Set problem 1:
List every river the travel account names.
Set problem 2:
Reproduce the travel account starting with "13th – 17th" and going on through "it is significant.", replacing "brunch" with "lunch".
Set problem 3:
According to the travel account, how much salt is extracted from Lake Tyrrell each year?

Extract:
- - -
The outback rivers and creeks that gather the rain that falls west of the Great Dividing Range in central and southern Queensland join together to form the Darling River at the northern New South Wales town of Brewarrina. From here it tracks south through western New South Wales to join the Murray River at Wentworth which flows west and south to spill into the Great Australian Bight.
The Darling River Run is a tourist drive that follows the Darling River from Brewarrina to Wentworth (or vice versa).
We’ll be following the Darling River north starting in Wentworth.
But first we have to get there.
13th – 17th May, 2024
Mornington Peninsula to Wentworth
Leaving the Mornington Peninsula it was highway driving all the way until we stopped for brunch in Kyneton. There’s a lovely free camp here beside the Campaspe River and a hand pump to fill your bottle with pure mineral water pulled up through 37 metres of basalt.
Mount Alexander
Mount Alexander is our campsite for the next two nights. It’s not a particularly high mountain but, as all the countryside here is flat, it is significant.
The large granite boulders reminded us of Girraween NP. The bushwalking trails here are all a natural surface, easy to walk on and through wooded areas with surrounding views. We walked the circuit track to Dog Rock. Lovely to strap on the walking boots again.
Boort and Piccolo Sculpture Gardens
Many of the little towns in central north Victoria are fading away – shops closed, businesses for sale, unkempt gardens. It’s sad to see as they have such beautiful architecture in many of their homes and public buildings. Boort, where we’re camping tonight, is one such town.
This morning we visited the Piccolo Sculpture Gardens 20 mins north of Boort. The sculptures are made entirely of old spanners by a very gifted artist.
This massive marlin was constructed from 3,000 – 4,000 spanners and took the artist, John Piccolo, 8 months to complete. He sculpts entirely from memory, never drawing up a plan. Unfortunately John has since died, but the beautiful park-like grounds of their home that display his amazing sculptures are being cared for by his son.
Lake Tyrrell
Continuing our northwesterly journey we finally arrived at Lake Tyrrell which is a salt lake that covers nearly 21,000 hectares. 100,000 tonnes of salt is extracted here yearly. During winter about 5cm of water percolates up to cover the lake giving it a perfect mirror finish.
- - -
Extracted material:

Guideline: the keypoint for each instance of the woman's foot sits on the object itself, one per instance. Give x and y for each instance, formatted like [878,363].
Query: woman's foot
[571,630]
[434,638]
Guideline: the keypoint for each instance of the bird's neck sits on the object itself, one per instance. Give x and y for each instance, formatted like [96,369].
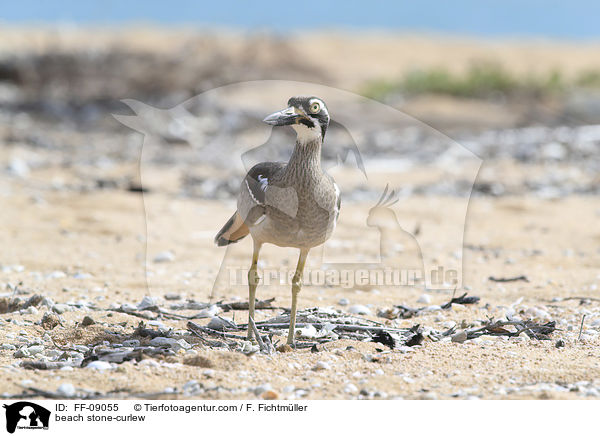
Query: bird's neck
[306,158]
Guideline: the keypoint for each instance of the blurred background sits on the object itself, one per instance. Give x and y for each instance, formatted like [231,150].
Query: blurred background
[517,83]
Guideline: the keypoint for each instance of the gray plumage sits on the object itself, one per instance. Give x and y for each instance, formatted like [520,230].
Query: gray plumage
[293,204]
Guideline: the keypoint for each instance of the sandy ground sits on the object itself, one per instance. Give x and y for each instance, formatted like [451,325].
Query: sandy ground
[555,243]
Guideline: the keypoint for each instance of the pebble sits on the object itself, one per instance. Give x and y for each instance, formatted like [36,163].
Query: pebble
[460,337]
[147,302]
[87,320]
[56,275]
[359,309]
[208,373]
[164,256]
[61,308]
[350,388]
[99,365]
[66,389]
[208,312]
[425,299]
[321,365]
[21,352]
[131,343]
[258,390]
[35,349]
[220,323]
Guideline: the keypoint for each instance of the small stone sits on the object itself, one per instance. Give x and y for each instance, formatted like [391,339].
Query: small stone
[191,387]
[61,308]
[66,389]
[350,389]
[131,343]
[99,365]
[359,309]
[258,390]
[147,302]
[21,352]
[35,349]
[87,320]
[199,361]
[56,275]
[220,323]
[460,337]
[425,299]
[164,256]
[321,365]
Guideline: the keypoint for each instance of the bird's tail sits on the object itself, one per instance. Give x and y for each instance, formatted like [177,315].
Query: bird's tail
[233,230]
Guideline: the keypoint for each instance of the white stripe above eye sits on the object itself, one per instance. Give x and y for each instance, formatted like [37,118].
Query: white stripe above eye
[318,100]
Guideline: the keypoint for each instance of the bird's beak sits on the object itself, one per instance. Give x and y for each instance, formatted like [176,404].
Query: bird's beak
[284,117]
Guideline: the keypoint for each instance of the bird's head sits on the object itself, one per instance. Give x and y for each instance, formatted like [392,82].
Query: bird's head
[308,116]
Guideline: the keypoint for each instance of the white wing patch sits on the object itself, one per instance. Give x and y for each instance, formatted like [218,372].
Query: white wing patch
[264,182]
[251,194]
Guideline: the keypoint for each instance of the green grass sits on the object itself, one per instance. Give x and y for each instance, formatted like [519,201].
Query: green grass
[482,80]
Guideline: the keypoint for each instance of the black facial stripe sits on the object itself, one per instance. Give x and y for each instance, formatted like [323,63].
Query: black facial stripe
[308,123]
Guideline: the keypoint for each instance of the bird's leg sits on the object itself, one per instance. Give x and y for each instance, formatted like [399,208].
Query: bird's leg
[253,279]
[296,285]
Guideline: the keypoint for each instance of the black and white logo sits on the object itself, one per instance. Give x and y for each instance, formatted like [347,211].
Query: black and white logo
[26,415]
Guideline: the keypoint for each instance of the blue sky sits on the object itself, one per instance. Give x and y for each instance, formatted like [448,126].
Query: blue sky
[575,19]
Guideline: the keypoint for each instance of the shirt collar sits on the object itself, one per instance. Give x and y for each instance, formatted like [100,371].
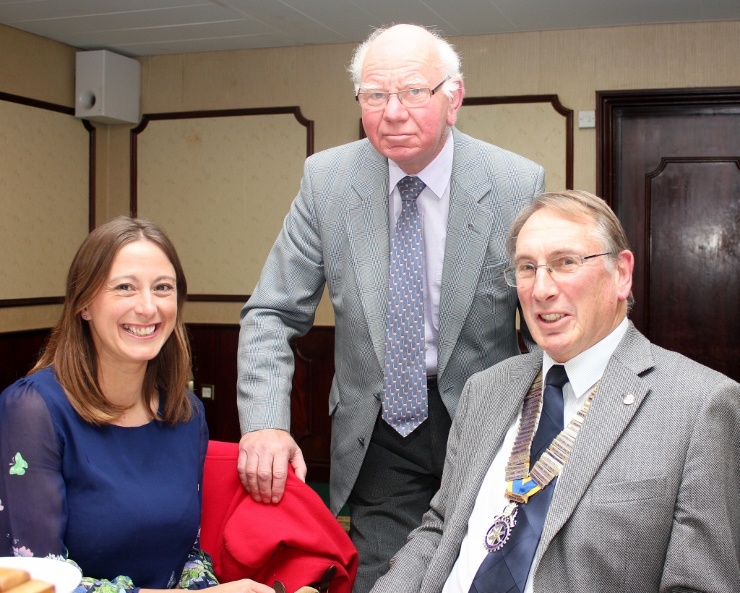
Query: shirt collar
[436,175]
[587,368]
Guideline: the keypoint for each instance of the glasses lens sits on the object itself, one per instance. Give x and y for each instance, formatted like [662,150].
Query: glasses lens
[414,97]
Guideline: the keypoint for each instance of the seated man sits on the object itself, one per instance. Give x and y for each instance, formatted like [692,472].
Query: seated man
[639,492]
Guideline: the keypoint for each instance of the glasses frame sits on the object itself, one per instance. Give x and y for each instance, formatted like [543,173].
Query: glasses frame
[511,270]
[399,94]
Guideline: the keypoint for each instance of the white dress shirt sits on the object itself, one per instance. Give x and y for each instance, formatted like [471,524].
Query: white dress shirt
[583,372]
[434,206]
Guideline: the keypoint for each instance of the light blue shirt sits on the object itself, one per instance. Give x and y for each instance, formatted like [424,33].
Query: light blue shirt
[434,206]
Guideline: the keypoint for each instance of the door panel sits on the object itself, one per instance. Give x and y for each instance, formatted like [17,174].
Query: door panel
[669,165]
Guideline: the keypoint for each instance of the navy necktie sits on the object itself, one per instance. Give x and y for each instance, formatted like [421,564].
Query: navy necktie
[506,570]
[405,401]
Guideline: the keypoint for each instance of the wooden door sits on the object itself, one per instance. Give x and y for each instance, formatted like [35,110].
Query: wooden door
[669,165]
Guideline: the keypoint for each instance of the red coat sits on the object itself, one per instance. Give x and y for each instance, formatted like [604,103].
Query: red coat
[294,541]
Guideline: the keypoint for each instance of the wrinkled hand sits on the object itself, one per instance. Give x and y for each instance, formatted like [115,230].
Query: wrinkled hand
[263,463]
[241,586]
- - -
Worked solution 1:
Darling River, Murray River, Campaspe River

Worked solution 2:
13th – 17th May, 2024
Mornington Peninsula to Wentworth
Leaving the Mornington Peninsula it was highway driving all the way until we stopped for lunch in Kyneton. There’s a lovely free camp here beside the Campaspe River and a hand pump to fill your bottle with pure mineral water pulled up through 37 metres of basalt.
Mount Alexander
Mount Alexander is our campsite for the next two nights. It’s not a particularly high mountain but, as all the countryside here is flat, it is significant.

Worked solution 3:
100,000 tonnes